### 課題
風力発電設備についての抜粋箇所から、「少なくとも1つの風車と、1つの発電装置と」から「電設備を提供することにある。」までを一字一句変えずに書き写してください。

====== 抜粋箇所 ======

説明

風力発電設備

少なくとも1つの風車と、1つの発電装置とを備える風力発電設備において、発電装置は、少なくとも2つの発電機を備えている。これらの発電機は、少なくとも1つの差動装置を介して、互いに結合されており、風車は、差動装置のピニオン歯車に配置されている。各発電機の回転子は、差動装置の軸歯車に連結されており、発電機の固定子は互いに結合されて1つの受けを形成しており、該受けに、差動装置の差動支持部が回転運動可能に収容されている。

【発明の詳細な説明】
【技術分野】
【0001】
本発明は、少なくとも1つの風車と、1つの発電装置を備える風力発電設備に関する。
【0002】
公知の風力発電設備では、風の追跡はサーボモータによって行われる。このサーボモータを用いて、風力発電設備のナセルヘッド全体が、いわゆるアジマス軸受を介して垂直軸を中心に回転させられる。回転数の調節は、風車の迎え角を変更するサーボモータによって行われることが好ましい。全てのサーボモータは、その制御信号を制御装置から受信する。制御装置は、ナセルヘッドの上に配置された風速計を利用するものである。しかし、風速計は、戸外のナセルヘッドの上に配置されているため、絶えず天候の影響にさらされるという欠点がある。特に、凍結や衝突による妨害により、風速計が動作しなくなったり、または、動作が限定されてしまったりすることになる。加えて、風速計は、例えば風の関係が変わりやすいことに起因する妨害を受ける。この妨害を解消するため、および、サーボモータを駆動するために、手間のかかる駆動回路および調節回路が必要になる。特に、出力が30キロワットまでの小さい風力発電設備を取り換える場合には、この手間のかかる制御および調節技術は、明らかに投資のリスクとなる場合が多い。
【0003】
従って、本発明の課題は、風の追跡および回転数の調節が著しく容易な、冒頭部分に記載した種類の風力発電設備を提供することにある。
【0004】
この課題は、本発明によれば、特許請求項1の特徴により解決される。本発明の有効な発展形態は、従属請求項に示されている。
【0005】
本発明にかかる風力発電設備は、発電装置が、少なくとも2つの発電機を備え、上記発電機は、少なくとも1つの差動装置を介して互いに結合されており、上記発電機の回転子は、それぞれ、上記差動装置の軸歯車に連結されており、風車は上記差動装置のピニオン歯車に配置されており、各上記発電機の固定子が互いに結合されて1つの受けを形成しており、該受けに、上記差動装置の差動支持部が回転運動可能に収容されていることを特徴とする。

====== 生データ ======

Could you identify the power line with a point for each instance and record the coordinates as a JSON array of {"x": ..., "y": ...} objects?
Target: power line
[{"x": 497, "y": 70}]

======

### 解答全文
少なくとも1つの風車と、1つの発電装置とを備える風力発電設備において、発電装置は、少なくとも2つの発電機を備えている。これらの発電機は、少なくとも1つの差動装置を介して、互いに結合されており、風車は、差動装置のピニオン歯車に配置されている。各発電機の回転子は、差動装置の軸歯車に連結されており、発電機の固定子は互いに結合されて1つの受けを形成しており、該受けに、差動装置の差動支持部が回転運動可能に収容されている。

【発明の詳細な説明】
【技術分野】
【0001】
本発明は、少なくとも1つの風車と、1つの発電装置を備える風力発電設備に関する。
【0002】
公知の風力発電設備では、風の追跡はサーボモータによって行われる。このサーボモータを用いて、風力発電設備のナセルヘッド全体が、いわゆるアジマス軸受を介して垂直軸を中心に回転させられる。回転数の調節は、風車の迎え角を変更するサーボモータによって行われることが好ましい。全てのサーボモータは、その制御信号を制御装置から受信する。制御装置は、ナセルヘッドの上に配置された風速計を利用するものである。しかし、風速計は、戸外のナセルヘッドの上に配置されているため、絶えず天候の影響にさらされるという欠点がある。特に、凍結や衝突による妨害により、風速計が動作しなくなったり、または、動作が限定されてしまったりすることになる。加えて、風速計は、例えば風の関係が変わりやすいことに起因する妨害を受ける。この妨害を解消するため、および、サーボモータを駆動するために、手間のかかる駆動回路および調節回路が必要になる。特に、出力が30キロワットまでの小さい風力発電設備を取り換える場合には、この手間のかかる制御および調節技術は、明らかに投資のリスクとなる場合が多い。
【0003】
従って、本発明の課題は、風の追跡および回転数の調節が著しく容易な、冒頭部分に記載した種類の風力発電設備を提供することにある。